==== Bloco de texto

A recente aprovação de resoluções de poderes de guerra pelo Congresso dos Estados Unidos, com amplo apoio democrata, não passa de um gesto performático e sem qualquer poder real para conter o presidente, afirmou o analista político Matthew Hoh, ex-fuzileiro naval e crítico da política externa americana. Em entrevista ao canal Dialogue Works, Hoh explicou que a chamada War Powers Resolution, criada em 1973, jamais foi usada com sucesso para barrar uma ação militar e que o atual movimento legislativo é apenas uma tentativa de “cobrir as costas” dos parlamentares enquanto a guerra já terminou.

========

**Usando as informações**
1. Cada afirmação concorda com o texto sobre as resoluções de poderes de guerra? Responda sim ou não para cada uma e cite as palavras do texto que decidem: (a) A War Powers Resolution foi criada em 1973. (b) As resoluções foram aprovadas com pouco apoio democrata. (c) Segundo Hoh, a War Powers Resolution já foi usada com sucesso para barrar ações militares.
2. Continue o texto sobre as resoluções de poderes de guerra a partir da última frase.
Não é preciso consultar os itens.

==== Material fornecido

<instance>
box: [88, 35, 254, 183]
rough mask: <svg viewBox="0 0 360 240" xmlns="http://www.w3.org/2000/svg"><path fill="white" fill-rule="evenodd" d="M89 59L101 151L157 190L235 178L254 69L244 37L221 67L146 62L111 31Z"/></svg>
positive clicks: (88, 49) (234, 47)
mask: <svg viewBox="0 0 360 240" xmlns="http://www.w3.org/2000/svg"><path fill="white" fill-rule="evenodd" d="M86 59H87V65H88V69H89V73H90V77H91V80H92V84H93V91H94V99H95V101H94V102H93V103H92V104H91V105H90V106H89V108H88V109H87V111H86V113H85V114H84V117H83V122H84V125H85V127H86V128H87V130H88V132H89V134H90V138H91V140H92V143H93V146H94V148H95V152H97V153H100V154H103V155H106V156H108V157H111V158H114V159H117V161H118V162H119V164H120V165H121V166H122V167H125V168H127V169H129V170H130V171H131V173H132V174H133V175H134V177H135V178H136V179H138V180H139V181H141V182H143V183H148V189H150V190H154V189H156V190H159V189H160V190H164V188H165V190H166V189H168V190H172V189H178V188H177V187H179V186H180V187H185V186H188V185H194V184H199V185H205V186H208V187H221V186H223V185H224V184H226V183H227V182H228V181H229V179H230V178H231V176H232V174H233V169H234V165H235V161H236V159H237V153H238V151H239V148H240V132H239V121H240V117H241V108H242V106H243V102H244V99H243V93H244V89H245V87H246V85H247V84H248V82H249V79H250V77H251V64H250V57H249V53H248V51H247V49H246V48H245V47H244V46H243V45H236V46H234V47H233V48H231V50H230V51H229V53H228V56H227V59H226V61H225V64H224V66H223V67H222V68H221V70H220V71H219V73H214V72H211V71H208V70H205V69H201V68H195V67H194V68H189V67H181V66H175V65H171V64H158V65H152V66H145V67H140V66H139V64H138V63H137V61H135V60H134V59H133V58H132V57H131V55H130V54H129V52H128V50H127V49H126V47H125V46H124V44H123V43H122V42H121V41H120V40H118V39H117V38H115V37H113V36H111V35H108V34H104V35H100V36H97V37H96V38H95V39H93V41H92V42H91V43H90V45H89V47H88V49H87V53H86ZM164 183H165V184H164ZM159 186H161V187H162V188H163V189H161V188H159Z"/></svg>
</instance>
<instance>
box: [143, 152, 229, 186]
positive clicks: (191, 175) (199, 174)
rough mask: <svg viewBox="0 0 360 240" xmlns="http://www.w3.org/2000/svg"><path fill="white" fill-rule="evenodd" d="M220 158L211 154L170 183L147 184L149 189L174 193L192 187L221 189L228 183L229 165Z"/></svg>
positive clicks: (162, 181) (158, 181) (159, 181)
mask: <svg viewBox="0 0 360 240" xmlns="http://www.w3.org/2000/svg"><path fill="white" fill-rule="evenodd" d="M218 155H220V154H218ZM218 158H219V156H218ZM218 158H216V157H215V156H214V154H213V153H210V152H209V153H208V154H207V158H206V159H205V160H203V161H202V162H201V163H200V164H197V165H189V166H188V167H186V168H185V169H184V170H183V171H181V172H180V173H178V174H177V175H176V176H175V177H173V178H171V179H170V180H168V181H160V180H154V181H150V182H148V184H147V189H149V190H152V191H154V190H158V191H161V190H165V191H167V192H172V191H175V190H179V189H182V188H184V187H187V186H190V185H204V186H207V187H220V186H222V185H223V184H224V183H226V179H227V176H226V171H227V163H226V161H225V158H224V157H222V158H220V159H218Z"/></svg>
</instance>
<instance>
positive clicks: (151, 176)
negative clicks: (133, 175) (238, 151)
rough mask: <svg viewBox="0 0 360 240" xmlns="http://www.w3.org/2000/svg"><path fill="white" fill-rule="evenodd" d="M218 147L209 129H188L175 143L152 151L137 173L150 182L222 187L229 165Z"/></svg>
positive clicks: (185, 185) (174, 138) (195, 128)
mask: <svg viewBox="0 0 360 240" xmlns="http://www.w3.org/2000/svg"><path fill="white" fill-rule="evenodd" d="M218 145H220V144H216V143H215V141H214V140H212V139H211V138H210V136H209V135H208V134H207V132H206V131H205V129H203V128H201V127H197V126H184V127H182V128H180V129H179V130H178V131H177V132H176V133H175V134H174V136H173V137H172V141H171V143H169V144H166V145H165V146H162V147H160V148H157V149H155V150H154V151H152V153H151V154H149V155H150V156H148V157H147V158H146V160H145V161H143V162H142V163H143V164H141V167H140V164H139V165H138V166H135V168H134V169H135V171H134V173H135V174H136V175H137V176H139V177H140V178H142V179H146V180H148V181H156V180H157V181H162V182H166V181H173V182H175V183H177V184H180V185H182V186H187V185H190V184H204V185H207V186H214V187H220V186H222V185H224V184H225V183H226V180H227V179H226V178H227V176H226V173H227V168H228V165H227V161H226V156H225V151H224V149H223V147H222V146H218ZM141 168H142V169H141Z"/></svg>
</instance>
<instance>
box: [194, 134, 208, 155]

========

**Lista de respostas**
1.
(a) Sim: "criada em 1973".
(b) Não: "com amplo apoio democrata".
(c) Não: "jamais foi usada com sucesso para barrar uma ação militar".

2.
Segundo Hoh, a resolução pode seguir dois caminhos: um conjunto, que exigiria uma maioria à prova de veto presidencial — impossível de alcançar — ou um concorrente, que não tem força de lei sobre o Executivo. “Não há histórico jurídico que diga que o presidente precisa obedecer a uma resolução concorrente”, disse. “É uma farsa. O Congresso nunca usou seu verdadeiro poder, o poder da bolsa, para frear guerras.” Ele lembrou que a mesma ferramenta foi vetada por Donald Trump em 2019, no caso do Iêmen, e que, na prática, os parlamentares acabarão votando a favor do financiamento do conflito, apesar da retórica.
Para o entrevistado, a situação no Líbano será a prova de fogo do acordo entre Washington e Teerã. Hoh acredita que Israel será forçado a retirar suas tropas do sul libanês, mas manterá uma “ocupação por fogo”, com drones e vigilância aérea, transformando a região em uma zona de tiro livre. Em troca, os israelenses teriam carta branca para continuar a anexação da Cisjordânia e a operação em Gaza. Apesar de considerar o cenário “feio e catastrófico” para a população local, ele vê nesse arranjo a única forma de evitar o colapso do cessar-fogo.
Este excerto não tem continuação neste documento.